Task objective = The copy must run from the first line of the entries below through the line containing "out like [11,80].", restated word for word, with pictures left out.

Source records =
= = = = =
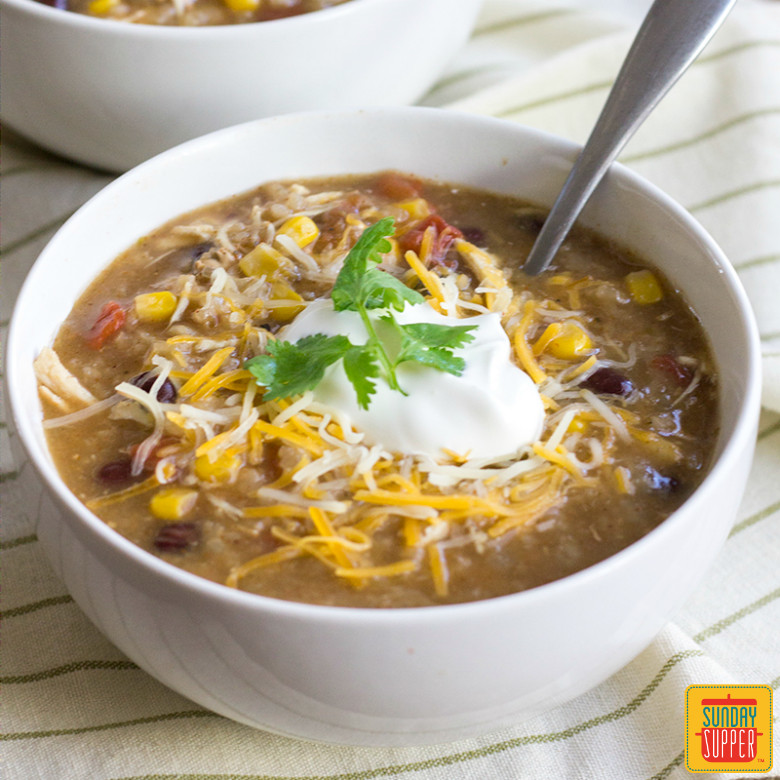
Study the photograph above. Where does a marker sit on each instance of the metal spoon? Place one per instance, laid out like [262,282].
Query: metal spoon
[670,38]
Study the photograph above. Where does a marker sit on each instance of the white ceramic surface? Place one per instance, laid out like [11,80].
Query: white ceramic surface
[111,94]
[397,676]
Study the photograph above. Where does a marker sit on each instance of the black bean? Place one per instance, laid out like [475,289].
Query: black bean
[167,392]
[608,381]
[176,537]
[116,472]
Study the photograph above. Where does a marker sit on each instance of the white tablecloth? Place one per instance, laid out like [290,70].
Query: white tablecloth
[73,707]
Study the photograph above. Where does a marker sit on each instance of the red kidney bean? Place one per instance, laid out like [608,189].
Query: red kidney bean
[608,381]
[167,392]
[176,537]
[444,235]
[116,472]
[108,323]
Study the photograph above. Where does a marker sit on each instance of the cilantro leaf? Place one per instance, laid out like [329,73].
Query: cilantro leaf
[361,366]
[431,344]
[360,285]
[290,369]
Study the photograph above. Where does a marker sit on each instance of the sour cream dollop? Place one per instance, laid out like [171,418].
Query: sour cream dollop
[491,410]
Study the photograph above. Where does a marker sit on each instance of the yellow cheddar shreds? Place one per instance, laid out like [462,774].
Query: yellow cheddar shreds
[427,277]
[323,527]
[280,555]
[279,432]
[411,531]
[242,6]
[368,572]
[208,369]
[275,510]
[524,355]
[102,7]
[558,456]
[235,380]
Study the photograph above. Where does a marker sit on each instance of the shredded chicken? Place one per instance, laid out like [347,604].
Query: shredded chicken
[64,390]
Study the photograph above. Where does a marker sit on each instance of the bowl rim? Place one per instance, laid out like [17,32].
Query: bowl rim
[739,438]
[114,27]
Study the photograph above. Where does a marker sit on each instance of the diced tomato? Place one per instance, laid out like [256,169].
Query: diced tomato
[165,443]
[108,323]
[671,366]
[398,186]
[444,235]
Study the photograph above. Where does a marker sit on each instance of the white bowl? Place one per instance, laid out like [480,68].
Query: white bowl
[112,94]
[398,676]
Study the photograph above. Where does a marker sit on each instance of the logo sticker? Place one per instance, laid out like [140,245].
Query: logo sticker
[728,728]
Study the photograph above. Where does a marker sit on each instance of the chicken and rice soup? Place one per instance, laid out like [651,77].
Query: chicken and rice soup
[193,13]
[345,392]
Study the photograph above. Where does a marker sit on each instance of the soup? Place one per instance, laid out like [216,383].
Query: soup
[193,13]
[346,392]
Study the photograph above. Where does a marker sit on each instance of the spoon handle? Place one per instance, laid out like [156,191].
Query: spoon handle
[670,38]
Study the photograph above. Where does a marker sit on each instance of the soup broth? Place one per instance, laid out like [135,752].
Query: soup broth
[193,13]
[158,424]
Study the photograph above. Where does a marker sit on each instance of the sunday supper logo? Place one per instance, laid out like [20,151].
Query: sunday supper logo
[728,728]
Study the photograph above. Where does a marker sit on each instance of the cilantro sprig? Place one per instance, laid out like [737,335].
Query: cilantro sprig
[292,368]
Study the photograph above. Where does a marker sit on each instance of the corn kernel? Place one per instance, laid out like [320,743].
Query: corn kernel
[156,306]
[564,340]
[263,260]
[173,503]
[222,469]
[242,5]
[416,208]
[300,229]
[643,287]
[102,7]
[286,307]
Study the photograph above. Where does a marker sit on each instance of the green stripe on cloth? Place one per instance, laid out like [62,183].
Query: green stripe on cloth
[756,262]
[18,542]
[763,514]
[748,189]
[728,622]
[186,715]
[705,136]
[76,666]
[26,609]
[507,25]
[469,755]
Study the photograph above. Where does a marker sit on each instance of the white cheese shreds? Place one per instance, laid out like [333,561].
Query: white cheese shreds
[609,416]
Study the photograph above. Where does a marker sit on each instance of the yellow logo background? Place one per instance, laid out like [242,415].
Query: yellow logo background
[728,728]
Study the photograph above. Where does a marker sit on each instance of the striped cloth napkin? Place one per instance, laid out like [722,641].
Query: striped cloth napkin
[73,707]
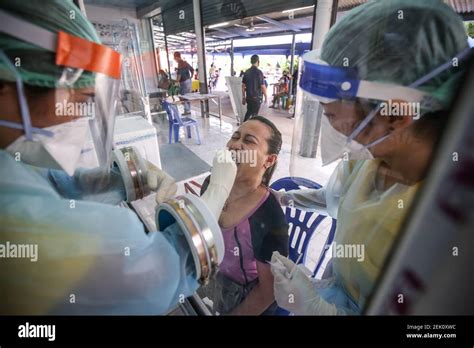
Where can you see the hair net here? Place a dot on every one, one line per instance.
(399, 41)
(36, 65)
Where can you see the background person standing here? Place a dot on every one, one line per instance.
(183, 76)
(253, 88)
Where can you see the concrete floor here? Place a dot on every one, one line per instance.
(215, 136)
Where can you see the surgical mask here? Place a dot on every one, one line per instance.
(59, 151)
(332, 141)
(319, 82)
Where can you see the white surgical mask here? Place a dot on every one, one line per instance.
(334, 145)
(60, 151)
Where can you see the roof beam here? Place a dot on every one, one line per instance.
(277, 23)
(233, 33)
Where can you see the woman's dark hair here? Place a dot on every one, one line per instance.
(274, 145)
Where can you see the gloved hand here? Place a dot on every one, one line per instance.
(160, 182)
(279, 195)
(294, 290)
(222, 179)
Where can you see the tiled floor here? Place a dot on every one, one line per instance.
(214, 136)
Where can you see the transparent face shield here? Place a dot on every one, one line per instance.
(78, 113)
(334, 108)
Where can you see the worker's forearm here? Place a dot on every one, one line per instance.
(264, 91)
(257, 301)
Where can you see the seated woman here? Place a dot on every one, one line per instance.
(281, 91)
(253, 225)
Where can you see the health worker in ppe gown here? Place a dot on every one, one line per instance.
(86, 254)
(384, 94)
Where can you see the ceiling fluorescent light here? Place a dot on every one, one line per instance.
(218, 25)
(297, 9)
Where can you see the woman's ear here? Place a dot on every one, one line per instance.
(399, 113)
(270, 161)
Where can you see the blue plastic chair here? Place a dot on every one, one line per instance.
(306, 228)
(176, 122)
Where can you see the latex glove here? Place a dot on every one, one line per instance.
(161, 182)
(294, 290)
(222, 179)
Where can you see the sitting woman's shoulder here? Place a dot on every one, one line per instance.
(269, 229)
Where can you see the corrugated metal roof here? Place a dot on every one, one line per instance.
(461, 6)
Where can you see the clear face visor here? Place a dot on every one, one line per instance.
(333, 107)
(86, 110)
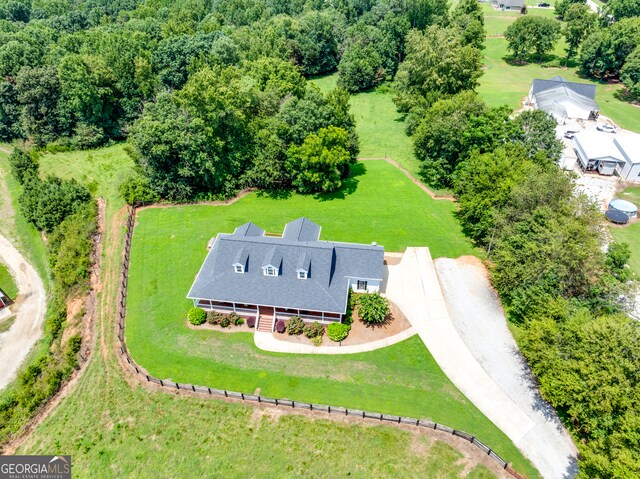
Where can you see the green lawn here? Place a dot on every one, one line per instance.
(114, 429)
(380, 127)
(630, 234)
(7, 283)
(101, 171)
(503, 83)
(169, 247)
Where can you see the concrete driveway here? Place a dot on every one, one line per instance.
(498, 386)
(16, 343)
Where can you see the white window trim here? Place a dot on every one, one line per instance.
(270, 271)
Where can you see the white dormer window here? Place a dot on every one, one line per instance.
(270, 271)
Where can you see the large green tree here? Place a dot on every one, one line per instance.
(437, 64)
(580, 21)
(532, 35)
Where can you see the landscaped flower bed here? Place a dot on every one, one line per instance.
(220, 321)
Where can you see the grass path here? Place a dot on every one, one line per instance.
(7, 283)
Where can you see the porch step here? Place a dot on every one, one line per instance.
(265, 324)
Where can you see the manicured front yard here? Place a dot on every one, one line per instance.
(380, 205)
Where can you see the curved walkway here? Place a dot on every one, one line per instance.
(16, 343)
(268, 342)
(413, 285)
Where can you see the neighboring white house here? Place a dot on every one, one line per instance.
(511, 5)
(564, 99)
(609, 154)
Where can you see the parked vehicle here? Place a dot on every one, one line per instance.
(606, 128)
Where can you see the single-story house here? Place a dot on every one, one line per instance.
(564, 99)
(609, 154)
(511, 5)
(295, 274)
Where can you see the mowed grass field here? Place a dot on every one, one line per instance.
(7, 283)
(114, 429)
(380, 127)
(630, 234)
(169, 245)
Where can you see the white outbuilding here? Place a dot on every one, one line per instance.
(564, 99)
(609, 154)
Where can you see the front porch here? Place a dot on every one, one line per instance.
(266, 316)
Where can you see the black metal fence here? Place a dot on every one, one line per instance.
(122, 304)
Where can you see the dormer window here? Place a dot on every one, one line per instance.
(270, 271)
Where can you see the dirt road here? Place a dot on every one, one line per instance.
(16, 343)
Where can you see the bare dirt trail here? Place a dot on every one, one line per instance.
(16, 343)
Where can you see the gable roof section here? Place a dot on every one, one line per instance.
(584, 89)
(325, 289)
(596, 145)
(302, 229)
(248, 229)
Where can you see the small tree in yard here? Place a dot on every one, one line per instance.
(314, 330)
(338, 331)
(196, 316)
(373, 308)
(295, 325)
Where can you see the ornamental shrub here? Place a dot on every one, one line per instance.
(313, 330)
(196, 316)
(295, 325)
(235, 319)
(373, 308)
(214, 317)
(338, 331)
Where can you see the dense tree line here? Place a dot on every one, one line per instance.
(564, 288)
(212, 95)
(567, 293)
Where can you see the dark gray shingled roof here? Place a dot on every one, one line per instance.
(329, 265)
(585, 89)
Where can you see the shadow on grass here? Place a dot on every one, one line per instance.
(349, 185)
(626, 96)
(275, 194)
= = = = =
The answer =
Study the photograph above. Where does a marker sit on each instance of the metal spoon? Place one per instance, laid out like [262,282].
Query: metal spoon
[670,38]
Study the photograph above. Where does a marker sit on each instance of the white ceramic surface? Place one per instance, laid out like [11,80].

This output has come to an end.